Source document
________________________________________

I assume that problems should be discussed openly and honestly. Denying that the problem exists is the best way to ensure that it never gets resolved. No company can improve its business performance if it can't face its problems head-on, and no amount of apologetics or rhetoric (such as by shifting the issue to something other than the real objection - the "paper tiger" strategy) will help the company improve.

(By the way, I don't hold Ricoh morally responsible, it's just business, and I assume the discontinuity between promise and performance is due to a difference in perspective due to cultural differences. My set of expectations about what they ought to do is different from what they think they're obligated to do. As an attorney, I've represented Japanese clients on occasion, and the one thing I've observed is that they tend to think that a "written contract" is merely a symbolic gesture, and not a "promise given in exchange for a promise" to be taken seriously.)

I'm old enough to remember when "made in Japan" was synonymous with "junk". The Japanese businesses that wanted to do business in the U.S. realized that was a problem. So a guy named Deming went over there and taught them what "quality" means and how to restructure their business models to be able to produce quality products. Again, cultural differences. I see this as a symptom of the same problem. The idea of a "contract" is a Seventeenth Century British invention that caught on in the West, but not so much elsewhere, and now represents an aspect of Western culture, some axioms built into how people see their world and themselves in it. But to do business, people have to be on the same page as to what their expectations are, and that has a large cultural component. If they can't do that, then they're going to be frustrated.
I agree with you and I hope you all the best with your new gears. I'm a little sad when I see things like this happened. As most of us have experienced, we sometimes get frustrated with the services we get despite our loyalty. Sometimes it's the people in the company the breaks or misinterprets the policy. And sometimes it's really the policy that's defective.

________________________________________

Material shown
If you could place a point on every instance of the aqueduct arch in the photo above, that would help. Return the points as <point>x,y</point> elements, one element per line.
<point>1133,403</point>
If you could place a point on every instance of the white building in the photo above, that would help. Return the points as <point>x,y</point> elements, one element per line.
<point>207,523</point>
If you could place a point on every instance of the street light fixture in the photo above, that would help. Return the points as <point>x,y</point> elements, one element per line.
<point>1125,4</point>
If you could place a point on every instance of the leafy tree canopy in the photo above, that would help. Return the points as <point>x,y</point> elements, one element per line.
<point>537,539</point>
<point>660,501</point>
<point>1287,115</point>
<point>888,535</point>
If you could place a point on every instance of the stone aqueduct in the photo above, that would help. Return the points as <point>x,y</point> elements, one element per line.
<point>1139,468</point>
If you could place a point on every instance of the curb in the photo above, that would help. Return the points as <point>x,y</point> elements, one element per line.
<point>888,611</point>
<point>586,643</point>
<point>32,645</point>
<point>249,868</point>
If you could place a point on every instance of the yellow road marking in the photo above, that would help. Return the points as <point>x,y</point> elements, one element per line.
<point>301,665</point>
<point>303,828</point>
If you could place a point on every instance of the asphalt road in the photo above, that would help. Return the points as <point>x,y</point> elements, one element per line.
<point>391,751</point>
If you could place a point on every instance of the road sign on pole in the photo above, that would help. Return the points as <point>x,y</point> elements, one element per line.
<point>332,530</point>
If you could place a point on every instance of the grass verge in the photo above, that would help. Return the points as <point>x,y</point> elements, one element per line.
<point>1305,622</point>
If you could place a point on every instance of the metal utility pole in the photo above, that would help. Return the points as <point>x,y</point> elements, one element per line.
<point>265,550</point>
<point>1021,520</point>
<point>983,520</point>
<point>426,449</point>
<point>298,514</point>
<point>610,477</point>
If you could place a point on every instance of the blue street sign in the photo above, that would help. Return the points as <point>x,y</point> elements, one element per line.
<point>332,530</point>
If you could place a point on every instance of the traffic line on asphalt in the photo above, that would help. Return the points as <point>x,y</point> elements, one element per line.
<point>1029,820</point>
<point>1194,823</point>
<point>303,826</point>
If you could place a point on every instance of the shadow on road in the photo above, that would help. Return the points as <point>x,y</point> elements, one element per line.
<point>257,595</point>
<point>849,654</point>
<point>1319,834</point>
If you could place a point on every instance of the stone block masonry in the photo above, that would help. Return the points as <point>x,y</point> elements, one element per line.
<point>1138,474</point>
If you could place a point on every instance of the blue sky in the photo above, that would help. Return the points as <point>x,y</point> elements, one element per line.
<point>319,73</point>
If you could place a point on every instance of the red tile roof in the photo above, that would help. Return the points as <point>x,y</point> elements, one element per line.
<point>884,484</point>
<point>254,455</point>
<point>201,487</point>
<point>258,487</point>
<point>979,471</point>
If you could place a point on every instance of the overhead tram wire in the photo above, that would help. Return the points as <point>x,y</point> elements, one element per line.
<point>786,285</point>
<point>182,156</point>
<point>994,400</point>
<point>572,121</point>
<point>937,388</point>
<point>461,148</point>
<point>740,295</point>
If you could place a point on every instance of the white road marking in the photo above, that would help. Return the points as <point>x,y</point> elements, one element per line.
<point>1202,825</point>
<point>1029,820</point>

________________________________________

Action item
Reproduce verbatim the part of the post about Ricoh that begins with the words "I agree with" and ends after the words "policy that's defective.".

Answer space
I agree with you and I hope you all the best with your new gears. I'm a little sad when I see things like this happened. As most of us have experienced, we sometimes get frustrated with the services we get despite our loyalty. Sometimes it's the people in the company the breaks or misinterprets the policy. And sometimes it's really the policy that's defective.